━━ AVAILABLE RECORDS ━━

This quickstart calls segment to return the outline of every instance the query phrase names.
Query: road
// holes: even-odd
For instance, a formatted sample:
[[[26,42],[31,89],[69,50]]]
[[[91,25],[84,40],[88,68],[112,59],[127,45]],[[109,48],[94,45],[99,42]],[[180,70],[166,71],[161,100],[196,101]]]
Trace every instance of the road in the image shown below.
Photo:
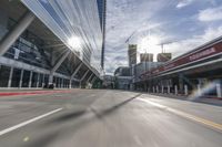
[[[222,147],[222,107],[123,91],[0,97],[1,147]]]

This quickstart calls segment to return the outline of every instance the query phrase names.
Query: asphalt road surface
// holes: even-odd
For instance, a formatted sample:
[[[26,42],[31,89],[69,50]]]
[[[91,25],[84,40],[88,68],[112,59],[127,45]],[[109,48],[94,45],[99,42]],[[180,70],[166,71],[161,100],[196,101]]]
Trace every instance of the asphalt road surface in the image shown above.
[[[0,147],[222,147],[222,107],[104,90],[6,96]]]

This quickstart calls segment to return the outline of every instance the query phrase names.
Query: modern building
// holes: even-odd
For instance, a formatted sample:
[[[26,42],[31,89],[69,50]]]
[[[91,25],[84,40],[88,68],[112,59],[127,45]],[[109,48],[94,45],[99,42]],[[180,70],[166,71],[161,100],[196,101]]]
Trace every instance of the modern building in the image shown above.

━━━

— EXERCISE —
Extract, word for word, the lines above from the very first one through the line that contains "[[[222,147],[222,107],[123,91],[0,97],[1,147]]]", with both ends included. Omit the pictures from your answer.

— CORRECT OUTPUT —
This quickstart calls segment to return the outline of every instance the query phrase names.
Query: road
// holes: even-odd
For instance, a formatted sample:
[[[26,42],[31,89],[69,50]]]
[[[91,25],[84,40],[88,68],[112,59],[127,45]],[[109,48],[94,45],[99,42]],[[180,70],[166,71],[161,100],[196,101]]]
Trace every instance of the road in the image shown below.
Photo:
[[[222,147],[222,107],[123,91],[0,97],[1,147]]]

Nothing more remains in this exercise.